■ What you have to do: Write out the entries below verbatim, from the line containing "of the brick" through the end of the entries, including both ends.

*** Stored records ***

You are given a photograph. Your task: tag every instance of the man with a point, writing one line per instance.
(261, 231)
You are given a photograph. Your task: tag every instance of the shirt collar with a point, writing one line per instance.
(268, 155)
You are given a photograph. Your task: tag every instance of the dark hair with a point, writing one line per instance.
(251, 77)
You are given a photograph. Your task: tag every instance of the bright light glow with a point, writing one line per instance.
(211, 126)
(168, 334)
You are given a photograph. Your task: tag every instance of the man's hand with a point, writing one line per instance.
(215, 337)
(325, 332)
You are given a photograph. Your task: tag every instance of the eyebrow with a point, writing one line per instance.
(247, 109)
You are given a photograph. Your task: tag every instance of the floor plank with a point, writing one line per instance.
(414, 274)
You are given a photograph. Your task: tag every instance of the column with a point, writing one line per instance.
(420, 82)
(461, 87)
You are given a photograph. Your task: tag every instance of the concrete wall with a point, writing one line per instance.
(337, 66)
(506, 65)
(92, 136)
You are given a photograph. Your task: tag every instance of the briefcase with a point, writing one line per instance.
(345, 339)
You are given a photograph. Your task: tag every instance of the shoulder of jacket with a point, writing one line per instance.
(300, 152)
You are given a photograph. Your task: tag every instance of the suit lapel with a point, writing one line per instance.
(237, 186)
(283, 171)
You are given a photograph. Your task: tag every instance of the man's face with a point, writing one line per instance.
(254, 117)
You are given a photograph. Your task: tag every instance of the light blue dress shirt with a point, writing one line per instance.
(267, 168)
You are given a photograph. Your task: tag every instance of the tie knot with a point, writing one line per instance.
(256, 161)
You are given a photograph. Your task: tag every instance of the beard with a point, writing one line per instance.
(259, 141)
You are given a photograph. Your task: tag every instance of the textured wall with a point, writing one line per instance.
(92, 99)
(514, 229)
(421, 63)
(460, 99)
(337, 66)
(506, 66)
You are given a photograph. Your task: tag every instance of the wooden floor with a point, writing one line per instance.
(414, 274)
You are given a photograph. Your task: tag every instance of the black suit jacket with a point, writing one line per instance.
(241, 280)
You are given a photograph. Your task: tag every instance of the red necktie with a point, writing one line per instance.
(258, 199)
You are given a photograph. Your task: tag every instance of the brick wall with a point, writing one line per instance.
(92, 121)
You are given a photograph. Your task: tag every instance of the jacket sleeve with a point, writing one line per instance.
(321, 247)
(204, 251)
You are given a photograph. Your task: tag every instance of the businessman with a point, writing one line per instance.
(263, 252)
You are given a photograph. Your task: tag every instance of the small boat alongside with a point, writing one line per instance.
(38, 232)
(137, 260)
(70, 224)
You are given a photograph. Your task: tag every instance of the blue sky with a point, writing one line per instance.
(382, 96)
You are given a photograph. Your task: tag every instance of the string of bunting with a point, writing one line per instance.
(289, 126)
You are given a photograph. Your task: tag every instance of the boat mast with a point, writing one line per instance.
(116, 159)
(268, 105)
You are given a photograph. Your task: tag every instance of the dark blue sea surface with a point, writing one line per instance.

***

■ Answer:
You are given a photograph. Your task: tag every instance of the brick wall with a point, writing one line per instance.
(92, 121)
You are given a photograph. Your task: tag every instance of the jacket sleeve with a point, writing one line per instance.
(321, 247)
(204, 251)
You are given a photograph. Your task: tag every instance of the businessman with a point, writing one line per instance.
(263, 252)
You are given a photograph. Your task: tag every instance of the small boat alongside with a point, writing one line per instance.
(38, 232)
(137, 260)
(70, 224)
You are given a photograph. Your task: tag every instance of the blue sky with a point, writing one line per instance.
(382, 96)
You are given a photograph. Your task: tag every instance of the string of bunting with a point, writing one line per instance.
(289, 126)
You are given a photograph. Your task: tag every instance of the boat mast with a point, writing one line per instance.
(116, 159)
(268, 105)
You are given a photograph. Your task: tag every instance of the dark blue sea surface with a point, writing one line per instance.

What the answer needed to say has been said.